* Work request A:
Reproduce the text on hydrogel-infusion additive manufacturing from "The final step" up to and including "by Thomas Tran/Caltech)".
* Work request B:
For the text on hydrogel-infusion additive manufacturing, state whether each statement agrees with it, answering yes or no and quoting the deciding words: (i) The team worked with a copper-nickel alloy commonly used for anti-corrosion applications. (ii) HIAM is built on selective laser melting. (iii) The study appeared in the journal Nature.
* Work request C:
Carry on the text on hydrogel-infusion additive manufacturing from the point where it stops.

------ Supplied text

The final step in HIAM removes oxygen, leaving a mostly dense copper-nickel alloy in the desired, 3D-printed configuration. Here, a honeycomb structure was selected. (Image by Thomas Tran/Caltech)
"There are many reasons why we want to make and control the properties of metals at the microscale. But it's really difficult with the existing methods, both for traditional and additive manufacturing," said Rebecca Gallivan, a Dartmouth Engineering professor and coauthor of a new study conducted with colleagues at Caltech and published in the journal Small. "For example, if we want to advance microelectronics, small scale robotics, or put new things in our bodies, we need control over their shapes in that microscale regime."
The study demonstrates the ability to fine-tune a metal's internal structure that helps determine its properties and enable new technologies and applications. The team used a well-known copper-nickel alloy commonly used for anti-corrosion applications. "The technique we've developed can create this really interesting internal structure that's different than the structure made by other additive techniques that use the same chemistry," explained Gallivan.
The technique, called hydrogel-infusion additive manufacturing (HIAM), uses stereolithography—a standard 3D-printing technology for making things like dental molds. "We use that as a platform for an innovative processing method where we infuse the metal salts into the printed scaffold and then basically burn it all off," said Gallivan. "And what you're left with is your metal, your alloy, or your ceramic in that same geometry."
Developing a process that controls the geometry separately from the chemistry means the technique can work for a range of different materials, including ones like copper and tungsten that don't respond well to conventional additive manufacturing methods. Additional potential benefits are wide-ranging—enhancing the functionality and efficiency of electronics and sensors, making medical implants smaller and less invasive, increasing power without increasing size, and eliminating the toxic solvents and chemicals that are often used in microprocessing plants.
"We also don't have a lot of waste or scrap," added Gallivan. "If we're thinking about precious materials, things that are difficult to source or that have supply chain challenges, this technique could avoid the need for recycling waste or excess material."

------------
------ Record set

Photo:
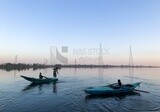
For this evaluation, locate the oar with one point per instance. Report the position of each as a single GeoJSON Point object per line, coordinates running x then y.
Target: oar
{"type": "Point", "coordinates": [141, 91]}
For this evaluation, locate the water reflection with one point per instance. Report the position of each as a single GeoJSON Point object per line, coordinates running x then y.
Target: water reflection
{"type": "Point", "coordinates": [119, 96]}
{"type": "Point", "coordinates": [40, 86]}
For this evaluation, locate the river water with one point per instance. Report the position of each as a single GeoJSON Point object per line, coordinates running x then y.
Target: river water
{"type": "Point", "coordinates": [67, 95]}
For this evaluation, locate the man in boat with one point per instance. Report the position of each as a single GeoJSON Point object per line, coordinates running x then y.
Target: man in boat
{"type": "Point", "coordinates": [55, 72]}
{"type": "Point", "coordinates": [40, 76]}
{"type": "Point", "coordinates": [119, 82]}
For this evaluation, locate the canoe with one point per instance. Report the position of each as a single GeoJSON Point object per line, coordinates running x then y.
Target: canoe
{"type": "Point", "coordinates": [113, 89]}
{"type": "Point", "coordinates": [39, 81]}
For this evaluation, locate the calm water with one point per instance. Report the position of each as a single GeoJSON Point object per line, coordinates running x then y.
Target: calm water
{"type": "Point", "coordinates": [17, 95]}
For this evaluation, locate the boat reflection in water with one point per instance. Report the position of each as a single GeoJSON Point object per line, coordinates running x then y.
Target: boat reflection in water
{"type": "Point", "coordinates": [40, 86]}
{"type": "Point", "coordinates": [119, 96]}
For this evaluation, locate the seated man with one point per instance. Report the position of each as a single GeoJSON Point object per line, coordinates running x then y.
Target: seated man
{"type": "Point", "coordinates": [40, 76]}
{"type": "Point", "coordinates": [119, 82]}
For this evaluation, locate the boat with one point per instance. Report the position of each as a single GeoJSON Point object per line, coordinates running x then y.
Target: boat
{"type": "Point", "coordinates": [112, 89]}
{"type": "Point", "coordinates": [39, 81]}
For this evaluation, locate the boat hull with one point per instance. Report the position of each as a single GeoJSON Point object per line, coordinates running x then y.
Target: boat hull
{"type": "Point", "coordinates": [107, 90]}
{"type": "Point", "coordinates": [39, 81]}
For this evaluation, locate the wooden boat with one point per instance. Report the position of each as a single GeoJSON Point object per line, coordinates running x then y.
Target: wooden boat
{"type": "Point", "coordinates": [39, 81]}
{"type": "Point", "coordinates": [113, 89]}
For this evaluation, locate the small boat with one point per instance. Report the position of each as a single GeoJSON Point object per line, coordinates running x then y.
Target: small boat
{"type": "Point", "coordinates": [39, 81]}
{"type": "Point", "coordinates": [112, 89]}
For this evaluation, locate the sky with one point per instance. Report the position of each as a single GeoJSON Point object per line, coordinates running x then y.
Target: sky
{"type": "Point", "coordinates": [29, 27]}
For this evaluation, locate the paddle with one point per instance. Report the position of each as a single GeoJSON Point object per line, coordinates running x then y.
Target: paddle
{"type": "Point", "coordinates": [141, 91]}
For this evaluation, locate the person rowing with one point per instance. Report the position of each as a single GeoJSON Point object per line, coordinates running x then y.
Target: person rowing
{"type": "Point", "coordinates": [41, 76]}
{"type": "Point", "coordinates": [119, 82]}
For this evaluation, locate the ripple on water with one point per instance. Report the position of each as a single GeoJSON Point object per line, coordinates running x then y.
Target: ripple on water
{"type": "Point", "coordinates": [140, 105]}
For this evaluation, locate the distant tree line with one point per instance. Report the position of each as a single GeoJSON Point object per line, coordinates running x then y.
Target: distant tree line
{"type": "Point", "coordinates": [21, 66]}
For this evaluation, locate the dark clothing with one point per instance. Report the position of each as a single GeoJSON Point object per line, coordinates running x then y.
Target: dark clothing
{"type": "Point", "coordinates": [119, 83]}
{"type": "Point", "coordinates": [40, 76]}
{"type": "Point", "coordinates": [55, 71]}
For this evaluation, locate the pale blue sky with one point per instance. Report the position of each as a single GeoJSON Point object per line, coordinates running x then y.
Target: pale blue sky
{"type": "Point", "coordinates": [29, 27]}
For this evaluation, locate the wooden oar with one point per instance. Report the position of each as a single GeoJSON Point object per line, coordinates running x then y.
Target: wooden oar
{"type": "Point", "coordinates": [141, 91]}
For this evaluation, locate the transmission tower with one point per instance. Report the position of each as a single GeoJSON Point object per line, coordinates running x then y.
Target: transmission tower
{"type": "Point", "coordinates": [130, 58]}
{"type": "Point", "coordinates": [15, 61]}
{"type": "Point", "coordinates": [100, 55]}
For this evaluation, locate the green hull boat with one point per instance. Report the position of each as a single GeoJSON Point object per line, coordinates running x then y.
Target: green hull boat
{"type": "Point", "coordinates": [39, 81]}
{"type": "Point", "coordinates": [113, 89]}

------------

* Answer space A:
The final step in HIAM removes oxygen, leaving a mostly dense copper-nickel alloy in the desired, 3D-printed configuration. Here, a honeycomb structure was selected. (Image by Thomas Tran/Caltech)

* Answer space B:
(i) Yes: "The team used a well-known copper-nickel alloy commonly used for anti-corrosion applications."
(ii) No: "uses stereolithography—a standard 3D-printing technology for making things like dental molds."
(iii) No: "published in the journal Small."

* Answer space C:
Coauthors l to r: Dartmouth Engineering professor Rebecca Gallivan, Caltech PhD graduate Thomas Tran, and Julia Greer, professor of materials science, mechanics and medical engineering at Caltech.
Gallivan sees the published study as foundational for the next steps in terms of both research and design. "My research group is going to continue to use and develop this technique. We're really interested in microelectronics, and we've got some awesome people here who work in that space. I'm excited to see how we can help tackle current material and processing limitations and improve rapid prototyping."
Gallivan's group is also interested in photonics and exploring how they can design materials to interact with light for applications such as telecommunications. "Nanosale printing would use the same concepts, but scaled-down."
In addition to the obvious practical applications, Gallivan is looking forward to discovering more about the basics of mechanical behavior of materials. "There's a lot of fun questions to dig into as we develop more and more alloys—How are they similar? What's universal in how materials deform? How might we break away from some of the traditional engineering trade-offs or limitations by designing at the nanoscale?"
The way scientific discovery inevitably leads to more questions is a clear source of joy, and when asked why she chose to focus on materials science as an engineer, Gallivan smiled. "I like to say two things," she mused. "One, everyone is a materials scientist, whether they know it or not, because that's how we experience our world. Materials science and engineering is just the language that helps us connect what the atoms are doing to what our experience is. And two, most of the big problems we need to tackle as a society are materials problems. Energy, that's a materials problem. Medicine, that has major materials problems. So that's what I love about materials engineering—you sit at the center of helping to solve so many different kinds of problems."